WHAT THIS EXERCISE ASKS »
• 1. Translate this sentence from the sermon on Acts 10 into Spanish: "Even if we aren’t doing it, it is something we hold as an ideal."
• 2. Format as a numbered list the part of the rows that opens with their first line and closes with the line containing "left=418, top=67, right=550, bottom=164". Leave out blank lines.

TEXT PASSAGE »
Acts 10:23-43

Whenever a doctor begins probing and prodding on you during an examination, one of the things he’s listening for is when you say “Ouch! That hurts!” It tells him something might be wrong and needs further attention. Whenever we start talking about evangelism most of us start to feel uncomfortable, and we kind of go, “Ouch!”

Don’t get me wrong, most of us are for evangelism. Even if we aren’t doing it, it is something we hold as an ideal. There will be some who take these lessons as a direct personal rebuke, because sharing our faith is uncharted and unfamiliar territory and we feel uneasy and maybe a little guilty anytime someone mentions the subject.

But the only purpose with which I preach about evangelism is to build within us the confidence that we can and should have to share the good news with people around us who are lost. The book of Acts begins with the commission Jesus gave to his disciples before his ascension into heaven – “… you will be my witnesses in Jerusalem, and in all Judea and Samaria, and to the ends of the earth.” Acts 1:8.

In Acts 10, we see a turning point. To that point the gospel was restricted to people of Jewish descent -- in the words of Jesus -- “Jerusalem, Judea and Samaria.” But now, God is about to rip open the seams of the old wineskin, and people that were to this point despised by Jews -- the Gentiles -- now become the mission field – they represent “…to the ends of the earth.” [Picture – centurion] And this rip begins with a very unique man named Cornelius - At Caesarea there was a man named Cornelius, a centurion in what was known as the Italian Regiment. He and all his family were devout and God-fearing; he gave generously to those in need and prayed to God regularly. (Acts 10:1-2)

DATA TO USE »
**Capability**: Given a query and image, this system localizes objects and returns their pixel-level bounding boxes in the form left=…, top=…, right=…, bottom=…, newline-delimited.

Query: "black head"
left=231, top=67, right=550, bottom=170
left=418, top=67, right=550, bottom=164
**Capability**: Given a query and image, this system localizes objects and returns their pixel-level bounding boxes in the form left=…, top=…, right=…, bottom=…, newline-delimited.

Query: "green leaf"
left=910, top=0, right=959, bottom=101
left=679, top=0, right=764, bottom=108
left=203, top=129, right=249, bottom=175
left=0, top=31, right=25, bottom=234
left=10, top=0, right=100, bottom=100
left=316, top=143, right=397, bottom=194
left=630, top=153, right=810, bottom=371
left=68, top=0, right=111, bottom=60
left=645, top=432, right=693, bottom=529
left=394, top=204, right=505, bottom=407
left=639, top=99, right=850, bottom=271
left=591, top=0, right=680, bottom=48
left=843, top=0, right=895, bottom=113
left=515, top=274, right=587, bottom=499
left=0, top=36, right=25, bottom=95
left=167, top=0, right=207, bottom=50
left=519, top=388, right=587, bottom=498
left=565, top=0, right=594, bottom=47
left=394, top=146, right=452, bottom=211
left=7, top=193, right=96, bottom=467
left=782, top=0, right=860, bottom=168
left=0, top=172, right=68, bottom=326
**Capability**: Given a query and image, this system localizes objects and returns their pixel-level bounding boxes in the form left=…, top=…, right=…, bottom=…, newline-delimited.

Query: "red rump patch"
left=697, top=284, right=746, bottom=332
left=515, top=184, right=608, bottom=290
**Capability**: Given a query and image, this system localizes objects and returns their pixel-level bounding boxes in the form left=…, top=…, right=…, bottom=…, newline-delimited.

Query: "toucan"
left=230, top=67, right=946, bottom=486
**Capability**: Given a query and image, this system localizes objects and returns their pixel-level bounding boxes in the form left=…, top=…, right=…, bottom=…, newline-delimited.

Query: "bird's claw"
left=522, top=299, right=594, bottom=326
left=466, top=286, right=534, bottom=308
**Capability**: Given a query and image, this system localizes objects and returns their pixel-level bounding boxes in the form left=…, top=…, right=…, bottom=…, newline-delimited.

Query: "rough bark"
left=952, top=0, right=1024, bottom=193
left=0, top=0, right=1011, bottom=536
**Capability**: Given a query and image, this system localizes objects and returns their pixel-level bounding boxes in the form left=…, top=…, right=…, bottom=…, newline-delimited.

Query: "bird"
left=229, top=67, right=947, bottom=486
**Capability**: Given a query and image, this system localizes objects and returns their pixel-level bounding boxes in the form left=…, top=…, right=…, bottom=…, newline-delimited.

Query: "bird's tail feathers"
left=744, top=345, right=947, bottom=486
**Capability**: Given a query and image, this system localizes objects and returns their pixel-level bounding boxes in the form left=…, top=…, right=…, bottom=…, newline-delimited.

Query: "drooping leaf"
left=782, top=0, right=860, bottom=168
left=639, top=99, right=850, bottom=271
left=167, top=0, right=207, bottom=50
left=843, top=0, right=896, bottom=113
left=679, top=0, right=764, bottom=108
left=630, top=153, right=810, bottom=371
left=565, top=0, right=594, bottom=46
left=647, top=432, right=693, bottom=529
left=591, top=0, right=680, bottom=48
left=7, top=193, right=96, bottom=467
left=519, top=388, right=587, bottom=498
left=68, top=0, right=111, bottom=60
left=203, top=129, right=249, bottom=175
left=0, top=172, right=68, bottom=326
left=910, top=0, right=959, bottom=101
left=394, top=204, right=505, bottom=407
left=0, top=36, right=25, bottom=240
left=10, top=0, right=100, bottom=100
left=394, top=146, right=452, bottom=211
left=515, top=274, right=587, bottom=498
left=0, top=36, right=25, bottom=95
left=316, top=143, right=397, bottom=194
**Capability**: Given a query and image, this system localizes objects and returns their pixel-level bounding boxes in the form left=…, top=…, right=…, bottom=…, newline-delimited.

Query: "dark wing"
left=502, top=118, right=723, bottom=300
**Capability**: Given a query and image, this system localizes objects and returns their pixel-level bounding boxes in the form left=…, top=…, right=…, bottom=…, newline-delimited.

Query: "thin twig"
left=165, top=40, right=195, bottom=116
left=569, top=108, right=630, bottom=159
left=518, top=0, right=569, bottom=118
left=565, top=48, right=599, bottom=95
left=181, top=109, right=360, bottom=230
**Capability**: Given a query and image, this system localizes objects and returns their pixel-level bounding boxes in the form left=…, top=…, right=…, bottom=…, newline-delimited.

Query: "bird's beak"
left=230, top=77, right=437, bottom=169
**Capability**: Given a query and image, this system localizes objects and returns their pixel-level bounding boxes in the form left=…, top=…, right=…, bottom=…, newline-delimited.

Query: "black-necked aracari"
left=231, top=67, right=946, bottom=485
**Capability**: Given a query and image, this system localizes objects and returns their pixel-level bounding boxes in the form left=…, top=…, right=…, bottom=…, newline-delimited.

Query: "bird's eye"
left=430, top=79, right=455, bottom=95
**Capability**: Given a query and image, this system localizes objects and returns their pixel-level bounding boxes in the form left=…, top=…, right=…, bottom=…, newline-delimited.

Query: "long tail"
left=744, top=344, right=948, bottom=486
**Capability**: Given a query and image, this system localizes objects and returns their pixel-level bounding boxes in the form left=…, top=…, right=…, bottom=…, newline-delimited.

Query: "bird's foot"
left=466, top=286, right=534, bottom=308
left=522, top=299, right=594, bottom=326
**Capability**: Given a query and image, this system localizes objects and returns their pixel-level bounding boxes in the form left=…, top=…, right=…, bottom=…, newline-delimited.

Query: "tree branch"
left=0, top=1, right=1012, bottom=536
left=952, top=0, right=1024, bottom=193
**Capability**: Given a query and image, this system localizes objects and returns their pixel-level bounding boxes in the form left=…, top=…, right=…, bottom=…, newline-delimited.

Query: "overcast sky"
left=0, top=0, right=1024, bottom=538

RESPONSES »
• 1. Aunque no lo estemos haciendo, es algo que mantenemos como un ideal.

• 2.
1. **Capability**: Given a query and image, this system localizes objects and returns their pixel-level bounding boxes in the form left=…, top=…, right=…, bottom=…, newline-delimited.
2. Query: "black head"
3. left=231, top=67, right=550, bottom=170
4. left=418, top=67, right=550, bottom=164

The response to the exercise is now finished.